Exercise
Each line from the one containing "Spot the blue football" through the end of the entries below must be output exactly; no other line belongs.

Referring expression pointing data
————————
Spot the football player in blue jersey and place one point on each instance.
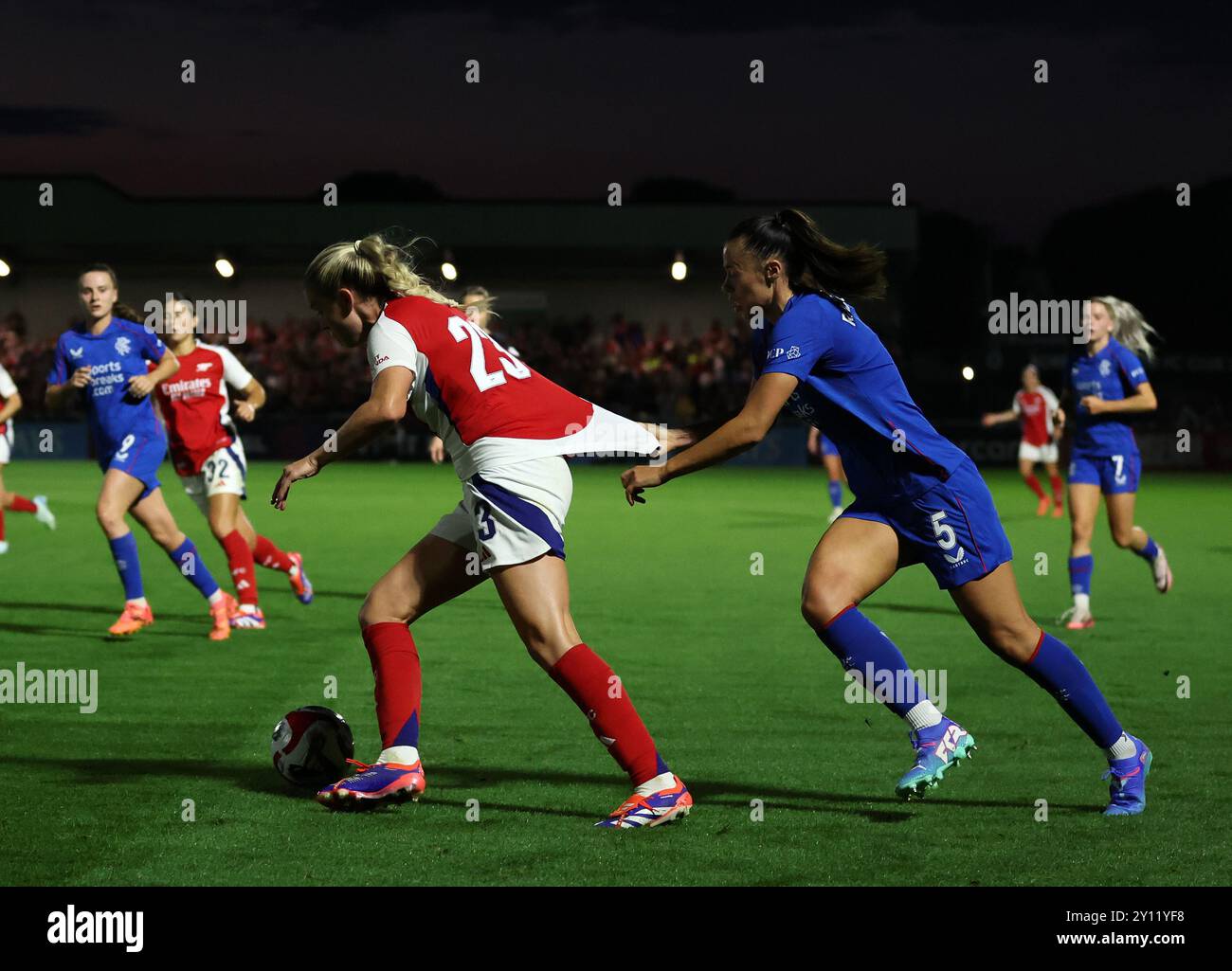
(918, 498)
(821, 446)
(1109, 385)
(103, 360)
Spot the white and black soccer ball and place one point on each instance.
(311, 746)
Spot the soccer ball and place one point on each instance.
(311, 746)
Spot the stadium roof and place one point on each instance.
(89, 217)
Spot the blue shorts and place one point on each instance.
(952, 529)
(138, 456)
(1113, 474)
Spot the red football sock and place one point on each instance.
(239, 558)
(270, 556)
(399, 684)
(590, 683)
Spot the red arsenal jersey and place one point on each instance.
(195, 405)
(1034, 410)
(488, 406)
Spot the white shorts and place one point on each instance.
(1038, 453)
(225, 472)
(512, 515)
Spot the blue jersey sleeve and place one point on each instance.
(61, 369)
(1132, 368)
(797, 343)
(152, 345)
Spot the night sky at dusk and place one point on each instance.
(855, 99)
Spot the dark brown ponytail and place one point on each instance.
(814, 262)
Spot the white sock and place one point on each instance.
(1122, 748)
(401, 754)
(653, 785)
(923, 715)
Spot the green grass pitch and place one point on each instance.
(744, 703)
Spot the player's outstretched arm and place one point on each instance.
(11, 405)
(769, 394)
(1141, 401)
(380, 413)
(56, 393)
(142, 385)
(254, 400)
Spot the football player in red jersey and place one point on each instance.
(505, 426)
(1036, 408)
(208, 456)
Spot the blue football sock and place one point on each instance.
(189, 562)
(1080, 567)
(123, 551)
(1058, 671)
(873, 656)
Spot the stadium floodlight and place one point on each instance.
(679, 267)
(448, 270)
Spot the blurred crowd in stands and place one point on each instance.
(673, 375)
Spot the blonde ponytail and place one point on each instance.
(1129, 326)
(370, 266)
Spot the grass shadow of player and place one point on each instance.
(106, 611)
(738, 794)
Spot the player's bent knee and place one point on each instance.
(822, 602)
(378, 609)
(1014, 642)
————————
Answer for this exercise
Spot the blue football sock and place one point on each instance.
(189, 562)
(1080, 567)
(123, 551)
(1058, 671)
(873, 656)
Spot the stadium floodlight and place one point on each instance.
(679, 267)
(448, 270)
Spot the blurred crowd in stands and place one point on each instance.
(673, 375)
Spot the blonde ponytail and place one point on each instance.
(1129, 326)
(370, 266)
Spot the grass shadow of player and place one point on each instance.
(106, 611)
(738, 794)
Spot the player's bent knee and place one point on each instance.
(822, 602)
(378, 609)
(1014, 642)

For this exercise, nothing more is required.